◆ **REQUEST**
Retype only what runs from the line that contains "Could you put a marker on the wet" through the last line of the listing below, both lines included.

◆ **RECORDS SHOWN**
#####

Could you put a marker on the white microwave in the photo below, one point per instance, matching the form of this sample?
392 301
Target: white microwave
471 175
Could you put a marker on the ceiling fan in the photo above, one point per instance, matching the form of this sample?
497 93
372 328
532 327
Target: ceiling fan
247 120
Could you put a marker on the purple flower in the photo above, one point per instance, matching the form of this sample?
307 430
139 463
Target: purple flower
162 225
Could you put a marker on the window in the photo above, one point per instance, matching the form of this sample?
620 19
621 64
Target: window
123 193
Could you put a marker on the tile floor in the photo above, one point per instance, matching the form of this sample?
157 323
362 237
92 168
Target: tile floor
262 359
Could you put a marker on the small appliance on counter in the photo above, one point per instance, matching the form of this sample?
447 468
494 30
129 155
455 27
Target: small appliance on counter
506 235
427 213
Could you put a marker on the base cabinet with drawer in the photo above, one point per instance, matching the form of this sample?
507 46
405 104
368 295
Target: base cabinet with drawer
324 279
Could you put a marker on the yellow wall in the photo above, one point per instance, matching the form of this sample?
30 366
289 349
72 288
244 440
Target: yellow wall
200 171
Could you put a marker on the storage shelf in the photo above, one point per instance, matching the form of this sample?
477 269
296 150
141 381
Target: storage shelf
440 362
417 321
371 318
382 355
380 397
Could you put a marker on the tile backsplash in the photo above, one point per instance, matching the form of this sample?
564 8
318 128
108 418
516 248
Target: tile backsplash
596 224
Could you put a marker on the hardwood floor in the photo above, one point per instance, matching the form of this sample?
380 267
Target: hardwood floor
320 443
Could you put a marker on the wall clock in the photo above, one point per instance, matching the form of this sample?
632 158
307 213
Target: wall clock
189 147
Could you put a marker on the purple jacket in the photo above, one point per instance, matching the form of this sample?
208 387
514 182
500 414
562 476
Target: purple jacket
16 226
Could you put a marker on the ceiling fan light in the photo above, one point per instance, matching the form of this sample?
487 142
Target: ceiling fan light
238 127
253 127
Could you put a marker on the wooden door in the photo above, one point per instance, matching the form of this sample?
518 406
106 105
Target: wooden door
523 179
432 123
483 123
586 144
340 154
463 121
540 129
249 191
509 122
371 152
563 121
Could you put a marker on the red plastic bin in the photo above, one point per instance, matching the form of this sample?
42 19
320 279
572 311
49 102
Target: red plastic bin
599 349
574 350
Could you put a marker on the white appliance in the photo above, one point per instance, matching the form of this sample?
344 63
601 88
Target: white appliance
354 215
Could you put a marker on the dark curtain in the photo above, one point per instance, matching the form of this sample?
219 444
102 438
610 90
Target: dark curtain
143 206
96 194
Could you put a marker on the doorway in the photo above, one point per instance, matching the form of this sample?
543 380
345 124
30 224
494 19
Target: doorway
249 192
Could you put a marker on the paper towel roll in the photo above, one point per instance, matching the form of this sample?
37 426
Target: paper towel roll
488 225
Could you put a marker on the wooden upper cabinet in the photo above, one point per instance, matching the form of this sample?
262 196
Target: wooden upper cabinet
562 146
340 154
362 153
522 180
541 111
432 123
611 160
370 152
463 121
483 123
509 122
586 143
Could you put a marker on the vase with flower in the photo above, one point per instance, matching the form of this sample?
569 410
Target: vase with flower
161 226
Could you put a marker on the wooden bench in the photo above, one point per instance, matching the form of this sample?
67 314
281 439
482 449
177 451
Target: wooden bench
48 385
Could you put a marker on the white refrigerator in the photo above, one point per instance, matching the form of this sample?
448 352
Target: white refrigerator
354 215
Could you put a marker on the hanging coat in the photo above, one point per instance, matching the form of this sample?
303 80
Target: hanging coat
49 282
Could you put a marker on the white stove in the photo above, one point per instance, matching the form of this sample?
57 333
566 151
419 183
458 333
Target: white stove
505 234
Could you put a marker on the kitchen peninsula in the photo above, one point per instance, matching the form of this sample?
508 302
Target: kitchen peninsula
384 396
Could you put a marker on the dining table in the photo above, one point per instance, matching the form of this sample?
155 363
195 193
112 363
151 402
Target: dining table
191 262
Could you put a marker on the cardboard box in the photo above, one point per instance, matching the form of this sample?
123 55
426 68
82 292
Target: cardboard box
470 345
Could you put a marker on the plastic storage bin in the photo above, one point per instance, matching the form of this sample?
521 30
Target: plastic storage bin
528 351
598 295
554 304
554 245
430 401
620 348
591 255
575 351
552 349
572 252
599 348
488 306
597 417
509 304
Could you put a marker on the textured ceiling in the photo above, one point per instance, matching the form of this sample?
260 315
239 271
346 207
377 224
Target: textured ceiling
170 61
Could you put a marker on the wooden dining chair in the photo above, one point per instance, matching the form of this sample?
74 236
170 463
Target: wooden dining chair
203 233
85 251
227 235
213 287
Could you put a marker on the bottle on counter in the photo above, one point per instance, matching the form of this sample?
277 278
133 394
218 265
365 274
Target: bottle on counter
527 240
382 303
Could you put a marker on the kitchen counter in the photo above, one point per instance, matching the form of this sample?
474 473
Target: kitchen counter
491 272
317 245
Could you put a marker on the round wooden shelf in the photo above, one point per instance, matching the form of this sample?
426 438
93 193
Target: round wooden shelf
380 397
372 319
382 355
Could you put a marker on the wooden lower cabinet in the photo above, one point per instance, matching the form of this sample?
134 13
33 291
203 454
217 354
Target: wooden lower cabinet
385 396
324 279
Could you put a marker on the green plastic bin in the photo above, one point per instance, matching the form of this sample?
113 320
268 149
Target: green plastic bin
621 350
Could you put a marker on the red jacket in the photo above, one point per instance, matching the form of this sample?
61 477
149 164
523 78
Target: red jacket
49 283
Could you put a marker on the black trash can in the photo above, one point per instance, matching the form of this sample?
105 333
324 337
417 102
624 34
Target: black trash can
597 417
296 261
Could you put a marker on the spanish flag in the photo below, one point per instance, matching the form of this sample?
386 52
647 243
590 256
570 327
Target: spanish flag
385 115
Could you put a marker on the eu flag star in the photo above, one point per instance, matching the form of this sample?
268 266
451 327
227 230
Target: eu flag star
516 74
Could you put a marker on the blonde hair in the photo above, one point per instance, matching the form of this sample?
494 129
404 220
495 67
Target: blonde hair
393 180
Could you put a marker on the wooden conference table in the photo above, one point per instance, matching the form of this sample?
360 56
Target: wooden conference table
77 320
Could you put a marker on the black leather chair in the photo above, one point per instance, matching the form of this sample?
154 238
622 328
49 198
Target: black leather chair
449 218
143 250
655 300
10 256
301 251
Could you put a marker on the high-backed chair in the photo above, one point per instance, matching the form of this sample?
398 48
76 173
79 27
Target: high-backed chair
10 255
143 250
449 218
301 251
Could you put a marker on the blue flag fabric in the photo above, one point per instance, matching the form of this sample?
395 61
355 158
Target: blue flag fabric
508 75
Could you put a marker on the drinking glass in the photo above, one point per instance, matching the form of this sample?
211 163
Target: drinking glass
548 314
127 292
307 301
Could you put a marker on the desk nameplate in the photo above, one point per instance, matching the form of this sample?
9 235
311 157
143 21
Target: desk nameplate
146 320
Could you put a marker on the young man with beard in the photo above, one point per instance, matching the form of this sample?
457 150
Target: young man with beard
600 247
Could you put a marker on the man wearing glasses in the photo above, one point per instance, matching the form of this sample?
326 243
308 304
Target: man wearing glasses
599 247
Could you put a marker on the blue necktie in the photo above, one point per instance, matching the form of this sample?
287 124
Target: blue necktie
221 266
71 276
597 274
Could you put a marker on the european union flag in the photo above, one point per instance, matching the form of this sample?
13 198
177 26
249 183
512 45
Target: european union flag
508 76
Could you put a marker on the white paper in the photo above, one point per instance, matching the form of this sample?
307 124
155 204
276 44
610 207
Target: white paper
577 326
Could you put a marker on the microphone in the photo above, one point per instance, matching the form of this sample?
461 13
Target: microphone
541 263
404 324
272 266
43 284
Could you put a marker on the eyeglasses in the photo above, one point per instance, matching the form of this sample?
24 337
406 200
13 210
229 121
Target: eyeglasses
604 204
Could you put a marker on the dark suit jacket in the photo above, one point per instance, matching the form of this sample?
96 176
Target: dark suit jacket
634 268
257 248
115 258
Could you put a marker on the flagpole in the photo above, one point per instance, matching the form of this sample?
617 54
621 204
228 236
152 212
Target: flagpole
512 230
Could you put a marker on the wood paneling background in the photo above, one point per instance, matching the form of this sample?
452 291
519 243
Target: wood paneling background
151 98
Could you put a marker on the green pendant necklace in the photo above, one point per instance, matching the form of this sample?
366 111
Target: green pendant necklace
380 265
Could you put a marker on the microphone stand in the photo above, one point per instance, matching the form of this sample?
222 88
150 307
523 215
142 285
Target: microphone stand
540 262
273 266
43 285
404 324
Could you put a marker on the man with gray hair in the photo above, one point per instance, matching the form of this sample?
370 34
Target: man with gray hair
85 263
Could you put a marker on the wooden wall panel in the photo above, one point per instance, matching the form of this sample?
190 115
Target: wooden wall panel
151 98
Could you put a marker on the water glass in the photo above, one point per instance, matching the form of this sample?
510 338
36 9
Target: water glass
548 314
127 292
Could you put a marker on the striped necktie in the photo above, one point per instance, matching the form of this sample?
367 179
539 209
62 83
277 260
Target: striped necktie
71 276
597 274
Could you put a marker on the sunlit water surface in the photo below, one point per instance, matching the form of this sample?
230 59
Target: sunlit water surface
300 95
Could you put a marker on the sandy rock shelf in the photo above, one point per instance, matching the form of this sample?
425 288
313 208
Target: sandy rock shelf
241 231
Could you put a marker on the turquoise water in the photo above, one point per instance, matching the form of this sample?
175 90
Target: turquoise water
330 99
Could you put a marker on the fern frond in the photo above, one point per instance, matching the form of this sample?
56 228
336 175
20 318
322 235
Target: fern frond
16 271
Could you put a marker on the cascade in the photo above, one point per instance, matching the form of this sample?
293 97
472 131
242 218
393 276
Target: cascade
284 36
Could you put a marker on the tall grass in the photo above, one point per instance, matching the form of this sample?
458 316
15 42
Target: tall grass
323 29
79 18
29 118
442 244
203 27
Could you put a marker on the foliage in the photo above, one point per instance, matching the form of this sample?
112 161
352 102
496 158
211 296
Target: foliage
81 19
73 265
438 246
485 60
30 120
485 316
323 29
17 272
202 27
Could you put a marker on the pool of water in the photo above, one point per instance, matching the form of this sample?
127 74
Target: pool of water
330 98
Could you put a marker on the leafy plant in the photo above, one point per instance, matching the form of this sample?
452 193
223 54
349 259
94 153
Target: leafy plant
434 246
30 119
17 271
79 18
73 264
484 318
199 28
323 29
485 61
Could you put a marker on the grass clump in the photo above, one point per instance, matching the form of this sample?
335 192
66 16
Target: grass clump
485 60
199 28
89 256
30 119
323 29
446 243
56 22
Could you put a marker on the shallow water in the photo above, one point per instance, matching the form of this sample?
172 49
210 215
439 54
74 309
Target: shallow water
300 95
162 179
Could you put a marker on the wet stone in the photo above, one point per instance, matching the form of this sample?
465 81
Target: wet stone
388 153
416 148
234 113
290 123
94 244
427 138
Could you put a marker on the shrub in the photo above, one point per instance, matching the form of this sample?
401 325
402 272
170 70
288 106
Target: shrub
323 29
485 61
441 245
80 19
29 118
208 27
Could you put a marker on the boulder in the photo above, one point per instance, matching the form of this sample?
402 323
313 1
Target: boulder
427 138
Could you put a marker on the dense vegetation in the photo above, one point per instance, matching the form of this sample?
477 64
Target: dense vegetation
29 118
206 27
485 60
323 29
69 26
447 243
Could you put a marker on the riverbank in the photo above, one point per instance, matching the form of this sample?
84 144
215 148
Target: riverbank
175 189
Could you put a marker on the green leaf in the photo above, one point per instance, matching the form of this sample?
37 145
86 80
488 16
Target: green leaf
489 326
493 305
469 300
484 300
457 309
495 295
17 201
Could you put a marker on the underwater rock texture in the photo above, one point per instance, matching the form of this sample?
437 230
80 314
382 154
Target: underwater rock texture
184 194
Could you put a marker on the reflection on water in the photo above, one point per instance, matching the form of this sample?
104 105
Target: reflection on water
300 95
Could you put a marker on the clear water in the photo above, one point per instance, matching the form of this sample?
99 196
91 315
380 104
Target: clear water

#####

◆ **COMPLETE OUTPUT**
Could you put a marker on the wet stone in the photo above, one point per instance, matching the form of this sample?
465 81
Target: wet stone
388 153
416 148
234 113
290 123
94 244
427 138
Could you put a marker on the shrub in the photo above, one point per instance, matching the form of this sample?
401 325
402 272
170 70
288 106
Target: shrub
323 29
485 61
441 245
80 19
29 118
208 27
Could you put a marker on the boulder in the photo above, one point per instance, matching the form of this sample?
402 323
313 1
Target: boulder
427 138
Could you put a marker on the dense vegetation in the photo above, one point per instance, matching the form of this sample?
477 64
Target: dense vegetation
29 118
206 27
485 60
323 29
69 26
447 243
Could you put a marker on the riverbank in the photo above, one point per instance, matching the form of this sample?
84 144
215 148
Target: riverbank
175 189
Could you put a marker on the green leaf in the photo above, one point per instance, matching the form of this sample?
37 145
86 80
488 16
Target: green leaf
489 326
493 305
469 300
484 300
457 309
495 295
17 201
Could you put a marker on the underwater rock texture in the photo above, one point per instance, matching the form of this sample?
437 230
80 314
382 154
Target: underwater rock texture
184 194
Could you put a marker on the reflection on water in the photo above, one point per instance, matching the form of this sample?
104 105
Target: reflection on water
300 95
Could you put a marker on the clear water in the photo above, one point per instance, matching the form of this sample?
99 196
91 315
380 104
Target: clear water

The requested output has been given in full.